• Passage for review:
=== Begin Enclosure ===
Anthopleura nigrescens

Scientific classification
- Kingdom: Animalia
- Phylum: Cnidaria
- Subphylum: Anthozoa
- Class: Hexacorallia
- Order: Actiniaria
- Family: Actiniidae
- Genus: Anthopleura
- Species: A. nigrescens
- Binomial name: Anthopleura nigrescens (Verrill, 1928)
- Synonyms: Anthopleura pacifica Uchida, 1938 ; Bunodactis nigrescens (Verrill, 1928) ; Tealiopsis nigrescens Verrill, 1928 ;

= Anthopleura nigrescens =

- Authority: (Verrill, 1928)

Species of sea anemone

Anthopleura nigrescens, also referred to as the dusty anemone, is a sea anemone in the family Actinidae found in the Indo-Pacific.

== Description ==
The dusty anemone has a diameter of ¾ of an inch. It has a grayish, dusty brown or black coloration, depending on the DNA configuration.

== Distribution & habitat ==
Anthopleura nigrescens is found in the Indo-Pacific. In parts of Hawaii and Costa Rica, this sea anemone is frequently observed in shallow water in tiny rocky cracks. However, it has also been observed close to Taiwan's hydrothermal vents.

== Diet ==
Anthopleura nigrescens eat cyprids and copepods, which are a type of zooplankton; occasionally, they will eat prey such as gastropods, insects, eggs, and larvae. Research has shown that their diet tends to change depending on the specific sight and depth of water. The dusty anemone is a polyphagous predator.
=== End Enclosure ===
• Listed entries:
=== Begin Enclosure ===
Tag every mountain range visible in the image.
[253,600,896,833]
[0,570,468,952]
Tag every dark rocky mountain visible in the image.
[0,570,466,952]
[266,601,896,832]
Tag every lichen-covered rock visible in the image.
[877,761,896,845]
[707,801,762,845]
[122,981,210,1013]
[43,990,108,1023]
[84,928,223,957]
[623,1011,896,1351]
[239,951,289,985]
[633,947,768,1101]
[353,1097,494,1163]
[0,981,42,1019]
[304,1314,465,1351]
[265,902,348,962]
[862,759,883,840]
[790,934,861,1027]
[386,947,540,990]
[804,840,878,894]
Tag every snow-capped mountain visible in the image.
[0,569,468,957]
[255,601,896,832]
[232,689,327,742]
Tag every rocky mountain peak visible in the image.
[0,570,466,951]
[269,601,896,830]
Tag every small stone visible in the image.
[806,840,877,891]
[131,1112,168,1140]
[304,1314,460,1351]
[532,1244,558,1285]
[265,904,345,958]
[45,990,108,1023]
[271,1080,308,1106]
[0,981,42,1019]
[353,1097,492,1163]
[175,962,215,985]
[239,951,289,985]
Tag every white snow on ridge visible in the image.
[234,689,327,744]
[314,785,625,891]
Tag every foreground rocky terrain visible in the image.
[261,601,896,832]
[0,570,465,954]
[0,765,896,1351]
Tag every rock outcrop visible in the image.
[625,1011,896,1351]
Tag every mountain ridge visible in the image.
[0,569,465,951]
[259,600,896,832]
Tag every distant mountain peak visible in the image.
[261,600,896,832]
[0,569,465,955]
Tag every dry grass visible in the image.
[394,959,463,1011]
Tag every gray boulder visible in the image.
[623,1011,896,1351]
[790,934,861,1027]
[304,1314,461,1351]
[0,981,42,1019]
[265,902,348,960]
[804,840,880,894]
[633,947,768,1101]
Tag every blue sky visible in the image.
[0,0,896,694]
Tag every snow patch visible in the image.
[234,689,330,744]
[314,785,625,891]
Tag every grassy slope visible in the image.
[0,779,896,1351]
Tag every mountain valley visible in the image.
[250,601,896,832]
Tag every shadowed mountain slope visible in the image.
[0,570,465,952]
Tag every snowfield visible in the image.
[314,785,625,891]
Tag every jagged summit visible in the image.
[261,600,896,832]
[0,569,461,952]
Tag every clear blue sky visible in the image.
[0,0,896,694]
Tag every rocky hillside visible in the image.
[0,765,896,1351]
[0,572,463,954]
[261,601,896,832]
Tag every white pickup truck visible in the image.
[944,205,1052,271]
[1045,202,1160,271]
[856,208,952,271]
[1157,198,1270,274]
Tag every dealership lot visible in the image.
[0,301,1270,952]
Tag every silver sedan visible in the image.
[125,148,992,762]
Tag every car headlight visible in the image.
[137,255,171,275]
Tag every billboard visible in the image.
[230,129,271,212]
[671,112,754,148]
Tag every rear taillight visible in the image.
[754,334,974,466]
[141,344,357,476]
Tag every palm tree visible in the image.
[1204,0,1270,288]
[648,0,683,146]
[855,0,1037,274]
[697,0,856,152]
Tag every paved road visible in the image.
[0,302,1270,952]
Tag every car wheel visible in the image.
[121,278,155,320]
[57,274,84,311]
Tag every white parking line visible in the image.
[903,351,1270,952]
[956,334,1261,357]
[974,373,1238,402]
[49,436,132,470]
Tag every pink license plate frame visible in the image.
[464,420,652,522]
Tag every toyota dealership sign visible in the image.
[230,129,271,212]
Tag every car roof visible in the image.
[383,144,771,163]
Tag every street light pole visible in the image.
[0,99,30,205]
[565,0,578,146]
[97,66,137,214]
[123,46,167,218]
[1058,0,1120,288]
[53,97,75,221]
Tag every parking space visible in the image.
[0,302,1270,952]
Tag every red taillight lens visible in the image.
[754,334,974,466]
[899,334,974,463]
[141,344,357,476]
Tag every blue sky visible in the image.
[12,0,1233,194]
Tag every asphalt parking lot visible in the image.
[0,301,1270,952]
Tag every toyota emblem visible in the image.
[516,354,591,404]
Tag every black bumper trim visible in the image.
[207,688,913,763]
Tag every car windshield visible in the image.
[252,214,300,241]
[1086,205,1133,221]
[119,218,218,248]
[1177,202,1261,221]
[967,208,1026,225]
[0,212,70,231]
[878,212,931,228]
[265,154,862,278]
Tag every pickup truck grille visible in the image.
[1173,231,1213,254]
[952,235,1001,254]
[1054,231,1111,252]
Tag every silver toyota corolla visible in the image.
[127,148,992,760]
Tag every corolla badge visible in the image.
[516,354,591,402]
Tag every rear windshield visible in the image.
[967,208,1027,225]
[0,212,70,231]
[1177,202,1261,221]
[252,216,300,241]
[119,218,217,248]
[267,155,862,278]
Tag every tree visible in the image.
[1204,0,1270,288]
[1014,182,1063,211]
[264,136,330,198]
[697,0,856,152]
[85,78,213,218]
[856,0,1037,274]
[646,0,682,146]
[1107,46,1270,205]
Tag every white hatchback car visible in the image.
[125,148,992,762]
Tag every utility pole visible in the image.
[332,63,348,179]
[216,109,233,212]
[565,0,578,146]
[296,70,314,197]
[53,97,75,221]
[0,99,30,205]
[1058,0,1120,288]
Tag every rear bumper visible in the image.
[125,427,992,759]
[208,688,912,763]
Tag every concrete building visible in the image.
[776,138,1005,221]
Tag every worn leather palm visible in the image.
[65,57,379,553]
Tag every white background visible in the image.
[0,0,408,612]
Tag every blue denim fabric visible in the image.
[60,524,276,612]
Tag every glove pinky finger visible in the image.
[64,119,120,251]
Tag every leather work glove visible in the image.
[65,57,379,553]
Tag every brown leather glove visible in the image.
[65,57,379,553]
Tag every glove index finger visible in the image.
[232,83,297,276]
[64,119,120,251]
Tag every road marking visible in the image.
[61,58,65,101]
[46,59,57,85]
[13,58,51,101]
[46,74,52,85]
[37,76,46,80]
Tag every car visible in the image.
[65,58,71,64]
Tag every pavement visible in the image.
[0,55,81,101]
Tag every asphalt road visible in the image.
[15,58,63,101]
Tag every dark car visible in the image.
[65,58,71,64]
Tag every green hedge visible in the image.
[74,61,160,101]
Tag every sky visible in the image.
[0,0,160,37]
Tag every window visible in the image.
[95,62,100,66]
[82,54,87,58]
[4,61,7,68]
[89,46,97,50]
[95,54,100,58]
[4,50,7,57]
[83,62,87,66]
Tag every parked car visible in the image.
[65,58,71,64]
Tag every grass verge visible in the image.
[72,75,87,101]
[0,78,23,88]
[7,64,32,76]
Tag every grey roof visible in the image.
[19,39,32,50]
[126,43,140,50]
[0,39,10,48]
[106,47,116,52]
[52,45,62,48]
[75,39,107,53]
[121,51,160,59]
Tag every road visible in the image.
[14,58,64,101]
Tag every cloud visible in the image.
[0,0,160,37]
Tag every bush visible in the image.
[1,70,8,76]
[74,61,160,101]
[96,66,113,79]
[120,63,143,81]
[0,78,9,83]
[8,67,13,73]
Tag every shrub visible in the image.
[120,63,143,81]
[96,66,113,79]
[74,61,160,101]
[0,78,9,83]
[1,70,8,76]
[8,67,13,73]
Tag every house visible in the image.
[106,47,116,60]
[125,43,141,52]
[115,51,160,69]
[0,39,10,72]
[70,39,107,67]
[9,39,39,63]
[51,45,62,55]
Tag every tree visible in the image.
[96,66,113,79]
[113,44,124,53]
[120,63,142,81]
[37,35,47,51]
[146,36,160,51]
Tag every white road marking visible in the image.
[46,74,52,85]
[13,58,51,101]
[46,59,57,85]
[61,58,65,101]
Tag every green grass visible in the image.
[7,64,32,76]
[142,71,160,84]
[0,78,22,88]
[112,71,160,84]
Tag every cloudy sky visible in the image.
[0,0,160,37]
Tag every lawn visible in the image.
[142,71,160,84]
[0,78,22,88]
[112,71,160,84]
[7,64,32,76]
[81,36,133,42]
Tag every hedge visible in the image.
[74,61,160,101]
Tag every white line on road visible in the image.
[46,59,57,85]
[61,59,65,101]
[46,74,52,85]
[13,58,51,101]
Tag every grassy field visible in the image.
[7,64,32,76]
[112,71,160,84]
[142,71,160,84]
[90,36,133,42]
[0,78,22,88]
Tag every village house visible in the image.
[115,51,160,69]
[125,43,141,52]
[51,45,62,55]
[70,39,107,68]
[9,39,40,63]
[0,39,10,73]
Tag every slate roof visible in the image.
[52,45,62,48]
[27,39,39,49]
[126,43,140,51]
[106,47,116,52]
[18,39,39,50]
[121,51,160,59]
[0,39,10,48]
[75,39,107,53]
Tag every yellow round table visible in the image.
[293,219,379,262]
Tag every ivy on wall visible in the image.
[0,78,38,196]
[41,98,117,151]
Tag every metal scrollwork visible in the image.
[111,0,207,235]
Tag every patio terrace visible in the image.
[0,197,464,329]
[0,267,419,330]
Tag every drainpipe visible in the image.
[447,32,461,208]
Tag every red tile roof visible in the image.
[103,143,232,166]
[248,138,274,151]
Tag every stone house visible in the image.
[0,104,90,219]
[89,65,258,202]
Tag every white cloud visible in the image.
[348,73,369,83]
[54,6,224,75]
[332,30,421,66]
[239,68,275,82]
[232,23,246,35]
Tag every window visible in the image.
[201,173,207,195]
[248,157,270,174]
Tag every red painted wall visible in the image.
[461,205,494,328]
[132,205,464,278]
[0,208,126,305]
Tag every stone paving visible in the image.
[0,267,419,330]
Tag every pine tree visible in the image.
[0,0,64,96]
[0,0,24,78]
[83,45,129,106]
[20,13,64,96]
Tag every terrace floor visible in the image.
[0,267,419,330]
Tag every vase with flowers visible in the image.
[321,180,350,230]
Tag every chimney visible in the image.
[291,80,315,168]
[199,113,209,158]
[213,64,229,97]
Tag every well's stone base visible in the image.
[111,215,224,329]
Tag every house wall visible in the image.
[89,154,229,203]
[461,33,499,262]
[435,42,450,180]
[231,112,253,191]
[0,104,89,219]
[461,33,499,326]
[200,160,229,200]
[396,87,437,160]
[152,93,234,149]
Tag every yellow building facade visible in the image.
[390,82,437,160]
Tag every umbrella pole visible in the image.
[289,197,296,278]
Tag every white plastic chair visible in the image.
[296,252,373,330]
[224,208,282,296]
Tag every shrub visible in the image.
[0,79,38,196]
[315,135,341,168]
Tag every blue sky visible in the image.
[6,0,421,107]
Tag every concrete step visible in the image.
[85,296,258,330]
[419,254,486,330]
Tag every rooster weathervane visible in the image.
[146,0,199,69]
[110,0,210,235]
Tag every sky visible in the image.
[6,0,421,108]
=== End Enclosure ===
• What to work on:
A) Answer these questions from the text on Anthopleura nigrescens:
(i) What diameter is given for the dusty anemone?
(ii) Close to what features near Taiwan has this sea anemone been observed?
(iii) Which two foods are described as a type of zooplankton?
B) In the text on Anthopleura nigrescens, duplicate the part from "Anthopleura nigrescens, also" up to and including "the DNA configuration.".

• Task-by-task solutions:
A)
(i) ¾ of an inch
(ii) Taiwan's hydrothermal vents
(iii) Cyprids and copepods

B)
Anthopleura nigrescens, also referred to as the dusty anemone, is a sea anemone in the family Actinidae found in the Indo-Pacific.

== Description ==
The dusty anemone has a diameter of ¾ of an inch. It has a grayish, dusty brown or black coloration, depending on the DNA configuration.